- SHORT TASK: Reproduce all records exactly.

:: RECORDS PROVIDED

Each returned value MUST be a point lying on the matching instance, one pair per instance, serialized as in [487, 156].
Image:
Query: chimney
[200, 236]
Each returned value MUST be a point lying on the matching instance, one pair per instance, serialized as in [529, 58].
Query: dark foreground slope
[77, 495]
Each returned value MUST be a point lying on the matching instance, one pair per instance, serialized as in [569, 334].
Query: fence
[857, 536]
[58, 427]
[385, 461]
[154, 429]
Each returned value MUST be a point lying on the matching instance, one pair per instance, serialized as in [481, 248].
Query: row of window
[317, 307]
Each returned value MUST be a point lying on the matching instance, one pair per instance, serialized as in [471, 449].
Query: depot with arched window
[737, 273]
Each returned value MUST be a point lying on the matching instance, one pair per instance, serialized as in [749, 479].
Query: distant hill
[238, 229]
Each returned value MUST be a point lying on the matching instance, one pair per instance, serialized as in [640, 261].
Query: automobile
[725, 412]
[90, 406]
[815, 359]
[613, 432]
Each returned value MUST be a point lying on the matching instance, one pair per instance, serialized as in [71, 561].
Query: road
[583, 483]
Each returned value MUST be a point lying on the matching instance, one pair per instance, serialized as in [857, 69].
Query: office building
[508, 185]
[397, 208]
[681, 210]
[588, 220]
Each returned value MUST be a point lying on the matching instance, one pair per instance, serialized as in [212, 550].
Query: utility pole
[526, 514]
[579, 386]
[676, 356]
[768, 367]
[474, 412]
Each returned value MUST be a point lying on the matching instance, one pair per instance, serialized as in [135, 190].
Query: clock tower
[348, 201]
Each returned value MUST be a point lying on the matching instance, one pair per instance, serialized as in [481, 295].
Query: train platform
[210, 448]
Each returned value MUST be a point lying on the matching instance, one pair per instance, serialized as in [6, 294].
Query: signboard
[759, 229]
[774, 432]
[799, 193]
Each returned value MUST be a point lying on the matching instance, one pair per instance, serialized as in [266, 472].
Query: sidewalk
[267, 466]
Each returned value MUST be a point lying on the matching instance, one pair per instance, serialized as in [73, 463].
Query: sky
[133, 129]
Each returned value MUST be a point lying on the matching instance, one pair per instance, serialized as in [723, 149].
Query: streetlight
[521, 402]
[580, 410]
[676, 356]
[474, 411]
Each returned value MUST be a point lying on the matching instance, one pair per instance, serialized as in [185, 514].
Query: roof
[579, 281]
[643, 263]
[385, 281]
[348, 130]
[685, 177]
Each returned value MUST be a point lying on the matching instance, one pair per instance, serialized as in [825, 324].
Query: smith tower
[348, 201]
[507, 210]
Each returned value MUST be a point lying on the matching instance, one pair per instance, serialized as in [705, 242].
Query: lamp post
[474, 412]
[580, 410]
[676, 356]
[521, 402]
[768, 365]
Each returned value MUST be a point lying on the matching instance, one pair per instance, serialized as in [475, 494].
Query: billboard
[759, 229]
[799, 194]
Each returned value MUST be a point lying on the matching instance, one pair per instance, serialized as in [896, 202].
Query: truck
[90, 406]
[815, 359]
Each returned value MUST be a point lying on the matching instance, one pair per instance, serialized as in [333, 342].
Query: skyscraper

::::

- ANSWER TO THE EXERCISE:
Each returned value MUST be a point lying on the matching instance, one pair per instance, serialized as in [487, 156].
Image:
Query: chimney
[200, 236]
Each returned value MUST be a point lying on the matching instance, one pair per instance, serialized as in [529, 58].
Query: dark foreground slope
[77, 495]
Each returned value MUST be a point lying on the matching instance, one pair per instance, serialized as in [569, 334].
Query: fence
[857, 536]
[58, 427]
[385, 461]
[154, 429]
Each returned value MUST be a point lying on the matching instance, one pair per instance, serialized as in [481, 248].
Query: row of window
[317, 307]
Each returned value MUST be a point lying on the matching instance, one pair per instance, serialized as in [471, 449].
Query: depot with arched window
[737, 273]
Each returned value MUST be a point lying on the matching instance, one pair per instance, serialized as in [749, 479].
Query: distant hill
[238, 229]
Each returned value MUST be a point lying on the matching instance, one pair per instance, serialized as in [640, 261].
Query: automobile
[725, 412]
[90, 406]
[815, 359]
[613, 432]
Each returned value MUST be a point lying on the matching instance, one pair per instance, serialized as in [71, 561].
Query: road
[583, 483]
Each returned value MUST be a point lying on the matching instance, one pair per instance, serialized as in [857, 69].
Query: office building
[508, 185]
[397, 208]
[681, 210]
[588, 220]
Each returned value MUST be a point lying on the matching instance, one pair per instance, serialized as in [212, 550].
Query: utility pole
[526, 514]
[579, 386]
[676, 356]
[768, 367]
[474, 412]
Each returned value MUST be a point lying on the matching instance, one pair per instance, serialized as in [135, 190].
Query: clock tower
[348, 201]
Each returned value MUST be a point lying on the matching instance, one pair per instance, serialized as in [481, 295].
Query: train platform
[210, 448]
Each returned value MUST be a point lying on the matching instance, one pair per instance, serialized as in [6, 294].
Query: signboard
[759, 229]
[774, 432]
[799, 193]
Each returned value MUST be a point lying on the matching instance, one pair per instance, serialized as in [266, 472].
Query: sidewalk
[267, 466]
Each returned value MUST be a point lying on the matching instance, one pair per instance, serialized as in [73, 463].
Query: sky
[133, 129]
Each returned value MUST be a point lying on the matching instance, one pair per instance, serialized as in [723, 149].
Query: streetlight
[521, 402]
[580, 410]
[676, 356]
[474, 411]
Each returned value MUST be a point lying on the matching instance, one pair per instance, serialized as in [185, 514].
Query: roof
[579, 281]
[643, 263]
[385, 281]
[348, 130]
[685, 177]
Each returned value MUST be a point lying on the matching instance, one pair per instance, serialized as in [825, 324].
Query: smith tower
[348, 201]
[507, 210]
Each returned value MUST be a point lying on the matching instance, one pair per instance, serialized as in [705, 242].
Query: lamp post
[474, 412]
[580, 410]
[676, 356]
[521, 402]
[768, 365]
Each returned value MUST be a point lying on the matching instance, one pair per instance, serialized as in [475, 494].
Query: billboard
[759, 229]
[799, 194]
Each returned value MUST be a point lying on the matching instance, one pair per instance, serialized as in [896, 202].
Query: truck
[90, 406]
[815, 359]
Each returned value MUST be a point lying on the matching instance, one pair per instance, serialized as in [333, 342].
Query: skyscraper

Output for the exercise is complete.